Available data Block Start

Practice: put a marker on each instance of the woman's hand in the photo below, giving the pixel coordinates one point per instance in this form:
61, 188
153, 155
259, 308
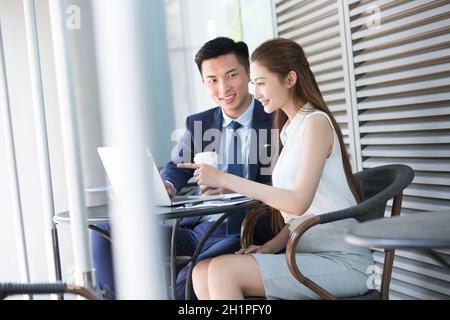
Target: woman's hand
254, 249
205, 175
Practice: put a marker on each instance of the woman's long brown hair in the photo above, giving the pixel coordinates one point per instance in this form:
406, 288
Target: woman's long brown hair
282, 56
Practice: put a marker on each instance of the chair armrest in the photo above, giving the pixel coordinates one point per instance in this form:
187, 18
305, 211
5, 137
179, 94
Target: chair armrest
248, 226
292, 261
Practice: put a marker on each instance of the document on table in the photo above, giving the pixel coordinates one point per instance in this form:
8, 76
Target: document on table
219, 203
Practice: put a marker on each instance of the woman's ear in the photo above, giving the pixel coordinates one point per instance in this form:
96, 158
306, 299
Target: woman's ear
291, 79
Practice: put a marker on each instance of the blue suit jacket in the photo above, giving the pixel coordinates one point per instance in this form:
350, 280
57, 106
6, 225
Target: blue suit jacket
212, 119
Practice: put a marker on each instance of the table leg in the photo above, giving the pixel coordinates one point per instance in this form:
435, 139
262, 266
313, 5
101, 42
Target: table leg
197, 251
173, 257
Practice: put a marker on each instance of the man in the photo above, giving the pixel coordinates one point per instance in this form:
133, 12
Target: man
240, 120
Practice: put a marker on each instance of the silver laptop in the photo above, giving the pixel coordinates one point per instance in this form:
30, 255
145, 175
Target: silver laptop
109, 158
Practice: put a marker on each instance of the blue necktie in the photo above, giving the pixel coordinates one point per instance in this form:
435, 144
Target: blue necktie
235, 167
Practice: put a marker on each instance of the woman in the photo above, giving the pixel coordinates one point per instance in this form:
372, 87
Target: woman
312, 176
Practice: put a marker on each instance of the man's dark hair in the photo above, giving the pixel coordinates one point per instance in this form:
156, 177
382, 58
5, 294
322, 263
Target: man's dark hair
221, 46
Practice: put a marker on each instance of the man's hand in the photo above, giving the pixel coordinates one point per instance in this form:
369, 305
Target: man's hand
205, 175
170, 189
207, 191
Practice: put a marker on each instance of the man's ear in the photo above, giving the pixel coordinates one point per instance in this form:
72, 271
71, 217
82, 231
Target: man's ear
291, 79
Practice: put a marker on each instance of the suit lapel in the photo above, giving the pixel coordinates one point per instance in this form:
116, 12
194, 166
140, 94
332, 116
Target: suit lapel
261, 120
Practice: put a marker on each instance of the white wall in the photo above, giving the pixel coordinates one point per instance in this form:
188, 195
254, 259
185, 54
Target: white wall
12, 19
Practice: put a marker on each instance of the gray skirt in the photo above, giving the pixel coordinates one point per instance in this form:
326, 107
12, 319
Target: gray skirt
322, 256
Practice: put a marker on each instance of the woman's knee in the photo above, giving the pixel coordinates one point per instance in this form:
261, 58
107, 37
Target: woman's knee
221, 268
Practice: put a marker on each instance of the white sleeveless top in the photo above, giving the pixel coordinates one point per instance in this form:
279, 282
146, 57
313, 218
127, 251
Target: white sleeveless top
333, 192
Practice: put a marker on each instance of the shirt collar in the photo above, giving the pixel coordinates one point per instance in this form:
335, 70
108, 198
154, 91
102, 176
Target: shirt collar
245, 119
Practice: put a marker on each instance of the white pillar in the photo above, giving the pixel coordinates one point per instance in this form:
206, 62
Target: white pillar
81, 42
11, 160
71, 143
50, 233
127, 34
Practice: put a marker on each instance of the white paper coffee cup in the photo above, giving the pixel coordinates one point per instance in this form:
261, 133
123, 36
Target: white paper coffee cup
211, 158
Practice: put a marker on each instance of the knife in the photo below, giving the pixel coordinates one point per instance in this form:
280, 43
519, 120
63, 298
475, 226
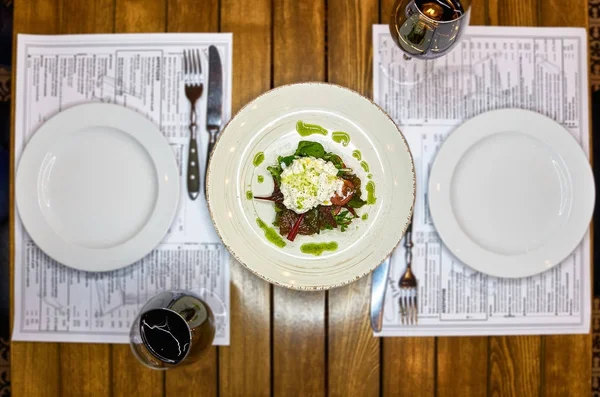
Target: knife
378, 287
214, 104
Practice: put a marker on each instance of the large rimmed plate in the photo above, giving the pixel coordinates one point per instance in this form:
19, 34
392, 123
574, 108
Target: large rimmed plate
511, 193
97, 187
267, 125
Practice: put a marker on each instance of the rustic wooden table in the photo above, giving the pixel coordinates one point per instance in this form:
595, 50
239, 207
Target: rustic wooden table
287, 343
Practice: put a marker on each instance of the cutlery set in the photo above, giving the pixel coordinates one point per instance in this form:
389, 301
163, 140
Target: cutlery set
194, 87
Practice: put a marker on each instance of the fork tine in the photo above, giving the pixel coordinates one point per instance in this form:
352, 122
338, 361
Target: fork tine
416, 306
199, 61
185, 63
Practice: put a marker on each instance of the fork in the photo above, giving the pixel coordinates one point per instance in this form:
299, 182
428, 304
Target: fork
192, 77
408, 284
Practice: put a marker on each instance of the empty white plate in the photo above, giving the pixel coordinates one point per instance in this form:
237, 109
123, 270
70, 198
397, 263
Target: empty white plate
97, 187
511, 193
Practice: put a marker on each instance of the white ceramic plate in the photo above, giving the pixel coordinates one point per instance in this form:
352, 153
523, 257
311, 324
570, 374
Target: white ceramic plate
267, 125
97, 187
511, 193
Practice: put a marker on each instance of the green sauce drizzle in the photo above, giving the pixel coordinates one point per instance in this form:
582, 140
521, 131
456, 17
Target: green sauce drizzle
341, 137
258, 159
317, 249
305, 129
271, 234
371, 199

Available data Block End

*Work to complete:* In the records above, find each line that mentions the word "below", and copy it.

*Result of this exercise:*
Practice: put a marker on each instance of the woman's hand in the photo below, giving the pixel coordinates one point per instance in this form:
Practice: put a marker on each instance of the knife in the photo below, giving the pixel coordinates one point per instance in this form:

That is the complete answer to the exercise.